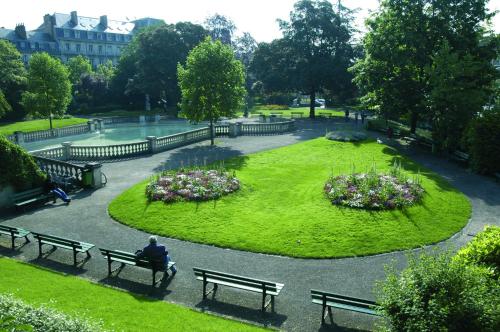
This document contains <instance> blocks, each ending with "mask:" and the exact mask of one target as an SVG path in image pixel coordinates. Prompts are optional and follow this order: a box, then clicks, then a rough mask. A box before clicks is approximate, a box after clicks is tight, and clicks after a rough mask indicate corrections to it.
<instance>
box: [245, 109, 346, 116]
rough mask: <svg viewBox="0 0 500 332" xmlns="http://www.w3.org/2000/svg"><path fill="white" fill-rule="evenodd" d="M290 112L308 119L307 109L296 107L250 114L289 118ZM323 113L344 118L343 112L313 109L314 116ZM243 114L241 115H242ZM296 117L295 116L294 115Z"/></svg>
mask: <svg viewBox="0 0 500 332" xmlns="http://www.w3.org/2000/svg"><path fill="white" fill-rule="evenodd" d="M292 112H300V113H302V117H304V118H307V117H309V107H297V108H290V109H288V110H267V109H262V110H260V109H259V110H253V111H252V112H251V114H254V115H255V114H256V113H262V114H264V115H266V116H269V115H270V114H272V113H277V114H280V113H281V114H282V115H283V116H284V117H287V118H289V117H291V116H292ZM324 113H328V116H330V115H334V116H340V117H343V116H344V111H341V110H338V109H329V108H327V109H324V108H319V107H317V108H316V109H315V114H316V116H320V115H323V114H324ZM242 114H243V113H242ZM295 116H296V115H295Z"/></svg>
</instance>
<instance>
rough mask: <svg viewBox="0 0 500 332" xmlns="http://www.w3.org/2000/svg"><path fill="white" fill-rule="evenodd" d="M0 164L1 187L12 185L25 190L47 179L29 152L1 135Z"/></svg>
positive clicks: (11, 185) (36, 184)
mask: <svg viewBox="0 0 500 332" xmlns="http://www.w3.org/2000/svg"><path fill="white" fill-rule="evenodd" d="M0 165H2V172H0V187H5V186H8V185H11V186H12V187H14V189H16V190H25V189H29V188H32V187H36V186H40V185H42V184H43V182H44V181H45V179H46V176H45V174H44V173H43V172H42V171H41V170H40V168H38V165H37V164H36V163H35V160H34V159H33V157H32V156H31V155H30V154H29V153H28V152H26V151H25V150H24V149H23V148H21V147H19V146H18V145H16V144H14V143H12V142H10V141H9V140H7V139H6V138H5V137H3V136H1V135H0Z"/></svg>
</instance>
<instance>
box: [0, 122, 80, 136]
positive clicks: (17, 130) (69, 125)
mask: <svg viewBox="0 0 500 332" xmlns="http://www.w3.org/2000/svg"><path fill="white" fill-rule="evenodd" d="M87 121H88V119H82V118H70V119H54V120H52V125H53V127H54V128H61V127H67V126H73V125H77V124H81V123H87ZM49 128H50V124H49V120H48V119H42V120H30V121H19V122H13V123H8V124H2V123H0V135H5V136H8V135H12V134H13V133H14V132H15V131H23V132H25V133H26V132H30V131H37V130H46V129H49Z"/></svg>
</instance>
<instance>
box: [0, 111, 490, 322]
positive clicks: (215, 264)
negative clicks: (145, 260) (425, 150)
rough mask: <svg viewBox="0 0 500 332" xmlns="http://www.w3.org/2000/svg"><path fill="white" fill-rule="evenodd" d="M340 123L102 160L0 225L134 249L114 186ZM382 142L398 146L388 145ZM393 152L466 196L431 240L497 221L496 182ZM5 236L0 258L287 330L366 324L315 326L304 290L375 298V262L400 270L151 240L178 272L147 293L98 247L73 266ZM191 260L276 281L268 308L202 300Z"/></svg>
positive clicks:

· · ·

(PROBLEM TO WORK ON) Express the data above as a JSON list of strings, one string per line, with blank lines left out and the image omitted.

(FINISHED EXERCISE)
[
  "This document contains <instance> blocks, each ending with \"mask:\" and the exact mask of one target as an SVG path in image pixel coordinates. Prompts are optional and follow this order: a box, then clicks, then a rough mask. A box before clicks is approximate, a box after clicks is tight, and clicks after a rough mask indicate corrections to it.",
  "<instance>",
  "box: [245, 109, 346, 116]",
  "rough mask: <svg viewBox=\"0 0 500 332\" xmlns=\"http://www.w3.org/2000/svg\"><path fill=\"white\" fill-rule=\"evenodd\" d=\"M290 112L308 119L307 109L296 107L250 114L289 118ZM323 113L344 118L343 112L313 109L314 116ZM243 114L241 115H242ZM296 117L295 116L294 115Z\"/></svg>",
  "mask: <svg viewBox=\"0 0 500 332\" xmlns=\"http://www.w3.org/2000/svg\"><path fill=\"white\" fill-rule=\"evenodd\" d=\"M292 112H300V113H302V117H304V118H307V117H309V107H297V108H290V109H288V110H267V109H262V110H260V109H259V110H253V111H252V112H251V114H254V115H255V114H256V113H262V114H264V115H266V116H269V115H270V114H272V113H277V114H280V113H281V114H282V115H283V116H284V117H287V118H289V117H291V116H292ZM324 113H328V116H330V115H334V116H340V117H343V116H344V111H341V110H338V109H329V108H327V109H324V108H319V107H317V108H316V109H315V114H316V116H320V115H323V114H324ZM242 114H243V113H242ZM295 116H296V115H295Z\"/></svg>",
  "</instance>",
  "<instance>",
  "rough mask: <svg viewBox=\"0 0 500 332\" xmlns=\"http://www.w3.org/2000/svg\"><path fill=\"white\" fill-rule=\"evenodd\" d=\"M0 164L1 187L12 185L25 190L47 179L29 152L1 135Z\"/></svg>",
  "positive clicks: (11, 185) (36, 184)",
  "mask: <svg viewBox=\"0 0 500 332\" xmlns=\"http://www.w3.org/2000/svg\"><path fill=\"white\" fill-rule=\"evenodd\" d=\"M0 165H2V172H0V187H5V186H8V185H11V186H12V187H14V189H16V190H25V189H29V188H32V187H36V186H40V185H42V184H43V182H44V181H45V179H46V176H45V174H44V173H43V172H42V171H41V170H40V168H38V165H37V164H36V163H35V160H34V159H33V157H32V156H31V155H30V154H29V153H28V152H26V151H25V150H24V149H23V148H21V147H19V146H18V145H16V144H14V143H12V142H10V141H9V140H7V139H6V138H5V137H3V136H1V135H0Z\"/></svg>",
  "</instance>",
  "<instance>",
  "box: [0, 122, 80, 136]",
  "positive clicks: (17, 130) (69, 125)",
  "mask: <svg viewBox=\"0 0 500 332\" xmlns=\"http://www.w3.org/2000/svg\"><path fill=\"white\" fill-rule=\"evenodd\" d=\"M87 121H88V119H82V118H70V119H54V120H52V125H53V127H54V128H61V127H67V126H73V125H77V124H81V123H87ZM49 128H50V124H49V120H48V119H42V120H30V121H19V122H13V123H8V124H2V123H0V135H5V136H8V135H12V134H13V133H14V132H15V131H23V132H25V133H26V132H30V131H37V130H46V129H49Z\"/></svg>",
  "</instance>",
  "<instance>",
  "box: [0, 111, 490, 322]",
  "positive clicks: (215, 264)",
  "negative clicks: (145, 260) (425, 150)",
  "rough mask: <svg viewBox=\"0 0 500 332\" xmlns=\"http://www.w3.org/2000/svg\"><path fill=\"white\" fill-rule=\"evenodd\" d=\"M340 123L102 160L0 225L134 249L114 186ZM382 142L398 146L388 145ZM393 152L466 196L431 240L497 221L496 182ZM5 236L0 258L287 330L366 324L315 326L304 290L375 298V262L400 270L151 240L178 272L147 293L98 247L73 266ZM191 260L276 281L268 308L202 300Z\"/></svg>",
  "positive clicks:"
]